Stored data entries
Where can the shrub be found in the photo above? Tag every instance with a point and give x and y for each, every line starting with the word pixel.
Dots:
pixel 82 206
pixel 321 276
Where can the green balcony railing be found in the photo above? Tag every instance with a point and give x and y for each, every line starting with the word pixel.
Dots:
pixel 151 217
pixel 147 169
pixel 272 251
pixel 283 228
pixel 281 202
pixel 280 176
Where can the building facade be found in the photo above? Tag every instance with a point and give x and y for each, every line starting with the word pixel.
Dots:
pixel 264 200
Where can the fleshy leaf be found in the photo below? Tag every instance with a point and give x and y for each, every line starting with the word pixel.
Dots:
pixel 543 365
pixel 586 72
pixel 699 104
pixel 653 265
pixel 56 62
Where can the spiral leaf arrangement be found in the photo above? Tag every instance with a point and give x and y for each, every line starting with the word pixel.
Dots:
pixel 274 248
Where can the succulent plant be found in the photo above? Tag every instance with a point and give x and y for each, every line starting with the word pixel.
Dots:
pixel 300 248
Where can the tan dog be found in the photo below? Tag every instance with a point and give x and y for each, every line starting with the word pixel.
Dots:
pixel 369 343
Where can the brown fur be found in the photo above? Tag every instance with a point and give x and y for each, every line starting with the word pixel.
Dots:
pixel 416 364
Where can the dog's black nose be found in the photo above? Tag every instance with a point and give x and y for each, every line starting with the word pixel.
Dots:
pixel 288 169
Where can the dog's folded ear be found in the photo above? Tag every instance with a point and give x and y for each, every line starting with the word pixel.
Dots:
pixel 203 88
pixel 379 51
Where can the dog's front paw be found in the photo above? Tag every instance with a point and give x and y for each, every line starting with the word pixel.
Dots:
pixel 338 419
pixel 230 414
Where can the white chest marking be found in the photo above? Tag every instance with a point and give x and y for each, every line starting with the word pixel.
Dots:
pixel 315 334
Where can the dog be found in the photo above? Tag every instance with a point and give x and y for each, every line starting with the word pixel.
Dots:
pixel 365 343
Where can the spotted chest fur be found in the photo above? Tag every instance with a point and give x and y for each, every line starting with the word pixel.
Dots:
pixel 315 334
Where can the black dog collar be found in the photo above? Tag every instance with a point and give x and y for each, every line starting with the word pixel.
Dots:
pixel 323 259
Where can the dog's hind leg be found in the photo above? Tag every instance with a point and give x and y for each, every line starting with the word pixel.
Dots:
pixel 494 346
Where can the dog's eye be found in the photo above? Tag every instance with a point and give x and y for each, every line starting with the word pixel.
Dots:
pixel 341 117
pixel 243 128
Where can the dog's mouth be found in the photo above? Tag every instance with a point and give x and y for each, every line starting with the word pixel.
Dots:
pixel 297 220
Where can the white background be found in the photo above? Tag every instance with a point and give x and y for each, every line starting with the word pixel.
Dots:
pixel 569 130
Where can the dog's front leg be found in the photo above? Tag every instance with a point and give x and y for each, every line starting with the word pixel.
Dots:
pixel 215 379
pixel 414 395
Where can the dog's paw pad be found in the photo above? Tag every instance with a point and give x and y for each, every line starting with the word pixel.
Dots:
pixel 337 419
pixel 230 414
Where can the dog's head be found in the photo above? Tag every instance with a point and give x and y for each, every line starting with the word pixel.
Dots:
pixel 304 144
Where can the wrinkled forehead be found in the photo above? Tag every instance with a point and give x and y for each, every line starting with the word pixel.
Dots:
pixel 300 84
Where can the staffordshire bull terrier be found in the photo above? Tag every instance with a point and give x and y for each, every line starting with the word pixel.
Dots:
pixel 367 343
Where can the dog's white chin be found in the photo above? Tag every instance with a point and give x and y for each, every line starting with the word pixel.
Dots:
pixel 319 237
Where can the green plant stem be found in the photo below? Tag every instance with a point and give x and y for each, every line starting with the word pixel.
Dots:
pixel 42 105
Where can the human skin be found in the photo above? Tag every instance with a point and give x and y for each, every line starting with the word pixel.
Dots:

* [TASK PROMPT]:
Each record is to be given again in full, exactly as it reads.

* [FINISHED EXERCISE]:
Where can the shrub be found in the photo above? Tag every instance with a point and give x and y for each, every line starting with the word pixel.
Dots:
pixel 82 206
pixel 321 276
Where can the green balcony railing be found in the photo above? Tag every instance with a point and give x and y for each, every line starting with the word pixel.
Dots:
pixel 151 217
pixel 147 169
pixel 272 251
pixel 283 228
pixel 281 202
pixel 280 176
Where can the building facade be found in the photo above? Tag every instance with a point and give x and y for each, every line starting with the word pixel.
Dots:
pixel 264 200
Where can the fleshy leaf be found in the photo below? Tag every instance with a point and give x and y for each, every line starting with the word pixel.
Dots:
pixel 543 365
pixel 586 72
pixel 699 104
pixel 653 265
pixel 56 62
Where can the spiral leaf arrangement be found in the photo above? Tag every instance with a point and give x and y for each, every line starting with the word pixel.
Dots:
pixel 274 248
Where can the succulent plant be found in the photo above? Tag every instance with a point and give x and y for each, every line starting with the word pixel.
Dots:
pixel 300 248
Where can the tan dog be found in the photo below? Tag every instance with a point and give x and y for each, every line starting with the word pixel.
Dots:
pixel 369 343
Where can the brown fur be found in the photo above? Tag every instance with a point and give x and y for each, every line starting with the word pixel.
Dots:
pixel 416 364
Where can the dog's black nose be found in the photo above? Tag every instance with a point and give x and y for each, every line starting with the word pixel.
Dots:
pixel 288 169
Where can the dog's folded ear be found in the photo above? Tag every instance with a point and give x and y for each, every line starting with the word pixel.
Dots:
pixel 203 88
pixel 379 51
Where can the dog's front paw be found in the photo above? Tag every instance with a point and give x and y for each, every line starting with the word pixel.
Dots:
pixel 338 419
pixel 230 414
Where can the white chest marking be found in the photo above? Tag every instance with a point and give x and y for each, every line starting with the word pixel.
Dots:
pixel 315 334
Where can the dog be found in the photo above? Tag every instance with a point and give x and y for each, every line starting with the word pixel.
Dots:
pixel 365 343
Where can the spotted chest fur be found in the photo above? Tag every instance with a point and give x and y for each, every line starting with the word pixel.
Dots:
pixel 315 334
Where can the black dog collar be found in the photo above? Tag every instance with a point and give x and y for each, every line starting with the word pixel.
Dots:
pixel 323 259
Where can the dog's hind leg be found in the photo above? Tag every instance with a point and give x and y for each, every line starting with the word pixel.
Dots:
pixel 494 346
Where can the dog's eye be found in the photo above? Tag every instance with a point and give x and y for each, every line starting with the word pixel.
Dots:
pixel 341 117
pixel 243 128
Where can the dog's mouth be found in the photo above? Tag every instance with a point and give x and y for each, every line starting with the word pixel.
Dots:
pixel 297 220
Where can the white background be found in the photo above? Tag every instance with a point and give x and y for each, every line starting with the word pixel.
Dots:
pixel 569 130
Where can the dog's front leg be found in the photo above? Tag every instance with a point and give x and y for each, every line starting with the word pixel.
Dots:
pixel 215 379
pixel 414 395
Where can the dog's paw pad be found in the photo above? Tag every instance with a point and give x and y for each, every line starting with the word pixel.
Dots:
pixel 337 419
pixel 230 414
Where can the dog's head be found in the photo above? Tag every instance with a point and give x and y for each, every line starting with the word pixel.
Dots:
pixel 304 144
Where can the wrinkled forehead be found in the photo above? Tag every instance with a point and give x and y for each, every line starting with the word pixel.
Dots:
pixel 300 84
Where can the staffordshire bull terrier be found in the photo above? Tag every instance with a point and give x and y for each, every line starting with the word pixel.
Dots:
pixel 367 343
Where can the dog's white chin be found in the photo above? Tag every instance with a point and give x and y for each, every line starting with the word pixel.
Dots:
pixel 319 237
Where can the green plant stem be found in the photo below? Tag every instance with a point and give x and y for each, every line starting with the word pixel.
Dots:
pixel 42 105
Where can the human skin be found in the photo above? Tag every instance with a point and give x and y for each, every line starting with the word pixel.
Dots:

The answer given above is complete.